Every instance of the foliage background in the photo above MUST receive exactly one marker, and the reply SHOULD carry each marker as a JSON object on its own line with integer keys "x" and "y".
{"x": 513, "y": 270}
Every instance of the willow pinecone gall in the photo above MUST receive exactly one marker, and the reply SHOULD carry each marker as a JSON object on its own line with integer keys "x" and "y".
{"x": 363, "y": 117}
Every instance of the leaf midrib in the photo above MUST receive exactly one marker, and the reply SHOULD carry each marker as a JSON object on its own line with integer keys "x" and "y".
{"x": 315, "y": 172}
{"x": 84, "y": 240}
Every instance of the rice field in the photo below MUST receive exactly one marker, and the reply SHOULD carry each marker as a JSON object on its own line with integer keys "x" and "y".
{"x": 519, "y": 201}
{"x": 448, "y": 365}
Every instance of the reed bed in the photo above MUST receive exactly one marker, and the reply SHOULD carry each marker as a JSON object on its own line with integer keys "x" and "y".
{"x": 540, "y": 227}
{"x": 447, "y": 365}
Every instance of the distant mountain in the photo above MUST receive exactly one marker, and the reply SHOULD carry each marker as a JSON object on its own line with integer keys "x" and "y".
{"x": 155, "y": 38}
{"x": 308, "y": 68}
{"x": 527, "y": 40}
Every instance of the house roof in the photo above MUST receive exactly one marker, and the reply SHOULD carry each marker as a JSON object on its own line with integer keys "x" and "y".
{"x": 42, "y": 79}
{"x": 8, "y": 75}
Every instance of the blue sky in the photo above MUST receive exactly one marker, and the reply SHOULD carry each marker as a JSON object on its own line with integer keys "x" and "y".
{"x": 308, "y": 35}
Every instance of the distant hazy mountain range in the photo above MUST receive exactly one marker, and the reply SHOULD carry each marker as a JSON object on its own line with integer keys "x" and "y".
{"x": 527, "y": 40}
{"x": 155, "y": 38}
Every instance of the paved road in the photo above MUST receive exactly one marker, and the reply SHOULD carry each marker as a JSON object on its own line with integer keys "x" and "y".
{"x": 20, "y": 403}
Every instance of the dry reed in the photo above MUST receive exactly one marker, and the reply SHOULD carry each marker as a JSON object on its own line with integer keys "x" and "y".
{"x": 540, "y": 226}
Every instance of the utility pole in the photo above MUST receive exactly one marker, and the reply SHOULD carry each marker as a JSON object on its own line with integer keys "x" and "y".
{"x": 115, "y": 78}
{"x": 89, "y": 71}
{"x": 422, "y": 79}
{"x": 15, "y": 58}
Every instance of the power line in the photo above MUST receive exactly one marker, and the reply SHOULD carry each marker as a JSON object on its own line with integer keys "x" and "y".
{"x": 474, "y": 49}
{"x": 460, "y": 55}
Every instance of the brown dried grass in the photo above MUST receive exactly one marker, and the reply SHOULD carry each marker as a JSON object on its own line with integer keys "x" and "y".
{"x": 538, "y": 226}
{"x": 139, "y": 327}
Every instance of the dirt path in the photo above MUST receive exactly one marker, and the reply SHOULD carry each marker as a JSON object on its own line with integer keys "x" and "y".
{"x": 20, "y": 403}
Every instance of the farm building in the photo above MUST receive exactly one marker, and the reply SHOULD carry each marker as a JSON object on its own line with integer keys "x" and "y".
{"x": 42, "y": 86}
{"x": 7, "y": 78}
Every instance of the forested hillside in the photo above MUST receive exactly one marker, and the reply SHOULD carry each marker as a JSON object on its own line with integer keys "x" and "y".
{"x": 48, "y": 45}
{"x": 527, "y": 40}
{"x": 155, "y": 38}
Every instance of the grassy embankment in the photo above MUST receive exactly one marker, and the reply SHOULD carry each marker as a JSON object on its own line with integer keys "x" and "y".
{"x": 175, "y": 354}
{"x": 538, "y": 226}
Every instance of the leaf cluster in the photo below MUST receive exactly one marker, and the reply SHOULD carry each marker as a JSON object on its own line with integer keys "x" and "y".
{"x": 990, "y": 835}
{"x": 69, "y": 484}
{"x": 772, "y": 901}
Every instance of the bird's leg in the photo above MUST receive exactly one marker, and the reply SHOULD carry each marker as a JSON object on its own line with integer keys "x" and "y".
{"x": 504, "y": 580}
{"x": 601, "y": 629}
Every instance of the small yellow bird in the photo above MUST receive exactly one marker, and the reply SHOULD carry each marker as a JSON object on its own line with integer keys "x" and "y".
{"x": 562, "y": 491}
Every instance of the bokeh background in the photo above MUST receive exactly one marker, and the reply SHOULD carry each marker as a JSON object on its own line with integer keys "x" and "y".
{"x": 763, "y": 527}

*TASK GOAL*
Render the lines above as a Markdown table with one row per line, leaving out blank lines. Use the columns "No." for the row number and "Text" for the line.

*COMPLETE ANSWER*
| No. | Text |
|---|---|
| 1 | Every instance of the foliage background in the photo above MUST receive exactly one marker, and the reply SHOULD carry each marker as a JSON object on its own line with integer keys "x" and "y". |
| 2 | {"x": 513, "y": 270} |
| 3 | Every instance of the willow pinecone gall in the photo above MUST receive exactly one marker, and the reply SHOULD carry each marker as a JSON object on its own line with integer keys "x" and "y". |
| 4 | {"x": 363, "y": 117} |
| 5 | Every instance of the leaf midrib in the photo above MUST receive exactly one marker, and the reply SHOULD carry each marker as a JSON object on its own line with integer keys "x" and "y". |
| 6 | {"x": 315, "y": 172} |
| 7 | {"x": 84, "y": 240} |
| 8 | Every instance of the rice field in the photo below MUST receive exactly one marker, and the reply SHOULD carry each marker as a JSON object on its own line with integer keys "x" and "y". |
| 9 | {"x": 519, "y": 201} |
| 10 | {"x": 448, "y": 365} |
| 11 | Every instance of the reed bed in the photo above MUST receive exactly one marker, and the reply SHOULD carry each marker as a JSON object on its own line with integer keys "x" and "y". |
| 12 | {"x": 540, "y": 227} |
| 13 | {"x": 447, "y": 365} |
| 14 | Every instance of the distant mountain in the photo above MUST receive exactly one marker, and the reply SHOULD carry each marker as a JSON object on its own line with integer keys "x" and "y". |
| 15 | {"x": 155, "y": 38} |
| 16 | {"x": 308, "y": 68} |
| 17 | {"x": 527, "y": 40} |
| 18 | Every instance of the house roof in the photo above MUST receive exactly one marker, and the reply SHOULD carry each marker as a JSON object on its own line with integer keys "x" and "y". |
| 19 | {"x": 42, "y": 79} |
| 20 | {"x": 8, "y": 75} |
| 21 | Every instance of the blue sky in the photo above MUST receive exactly one marker, and the reply SHOULD carry each marker as a JSON object on its own line with integer keys "x" and "y". |
| 22 | {"x": 308, "y": 35} |
| 23 | Every instance of the distant hazy mountain range in the photo above MUST receive exactly one marker, and the reply SHOULD carry each marker as a JSON object on its own line with integer keys "x" and "y". |
| 24 | {"x": 527, "y": 40} |
| 25 | {"x": 155, "y": 38} |
| 26 | Every instance of the paved road in the photo above MUST receive exactly one marker, and the reply SHOULD carry each marker as a JSON object on its own line with integer keys "x" and "y". |
| 27 | {"x": 20, "y": 403} |
| 28 | Every instance of the dry reed in the photo above MUST receive exactly one marker, and the reply SHOULD carry each marker as a JSON object on its own line with integer keys "x" and "y". |
| 29 | {"x": 540, "y": 226} |
| 30 | Every instance of the utility pole in the photo above MUST receive exactly one marker, and the reply SHOULD carry each marker as a JSON object on its own line with integer keys "x" and "y". |
| 31 | {"x": 115, "y": 78} |
| 32 | {"x": 89, "y": 71} |
| 33 | {"x": 422, "y": 79} |
| 34 | {"x": 15, "y": 58} |
| 35 | Every instance of the power line in the photo above MUST receive exactly one marker, and the reply SHOULD carry each marker as a JSON object on its own line with integer keys "x" and "y". |
| 36 | {"x": 474, "y": 49} |
| 37 | {"x": 460, "y": 55} |
| 38 | Every instance of the brown dried grass in the photo above MUST receive exactly one marker, and the reply SHOULD carry each marker as a JSON object on its own line with integer keys "x" and "y". |
| 39 | {"x": 538, "y": 226} |
| 40 | {"x": 139, "y": 327} |
| 41 | Every instance of the dirt path in the photo above MUST receive exactly one marker, and the reply SHOULD carry each marker as a JSON object on its own line with integer keys "x" and "y". |
| 42 | {"x": 20, "y": 403} |
| 43 | Every instance of the farm building in the photo above MUST receive exactly one marker, and the reply SHOULD carry each marker as a JSON object on its own line with integer keys "x" and "y". |
| 44 | {"x": 42, "y": 86} |
| 45 | {"x": 7, "y": 78} |
| 46 | Every instance of the forested hillside in the photo above MUST receive exactly one marker, and the reply SHOULD carry each marker as a JSON object on its own line with integer keys "x" and "y". |
| 47 | {"x": 48, "y": 45} |
| 48 | {"x": 527, "y": 40} |
| 49 | {"x": 155, "y": 38} |
| 50 | Every instance of the grassy embankment in the photo above MUST receive exactly one marker, and the reply SHOULD carry each marker as a JSON object on its own line with integer keys "x" and "y". |
| 51 | {"x": 175, "y": 354} |
| 52 | {"x": 538, "y": 226} |
| 53 | Every instance of the leaf cluster in the photo below MUST receive exactly one marker, and the reply SHOULD carry each marker as a JSON object on its own line with integer keys "x" and "y". |
| 54 | {"x": 990, "y": 835} |
| 55 | {"x": 69, "y": 484} |
| 56 | {"x": 772, "y": 901} |
| 57 | Every instance of the bird's leg in the photo above MUST receive exactly one marker, and the reply SHOULD carry each marker as a JSON object on its own line with integer keys "x" and "y". |
| 58 | {"x": 504, "y": 580} |
| 59 | {"x": 601, "y": 629} |
| 60 | Every instance of the small yellow bird in the photo above MUST receive exactly one marker, and the reply SHOULD carry each marker as a JSON object on its own line with integer keys "x" and "y". |
| 61 | {"x": 562, "y": 491} |
| 62 | Every instance of the bokeh background in the photo above MUST receive exactly one marker, and the reply SHOULD carry each marker as a JSON object on its own line with integer keys "x" and "y". |
| 63 | {"x": 763, "y": 527} |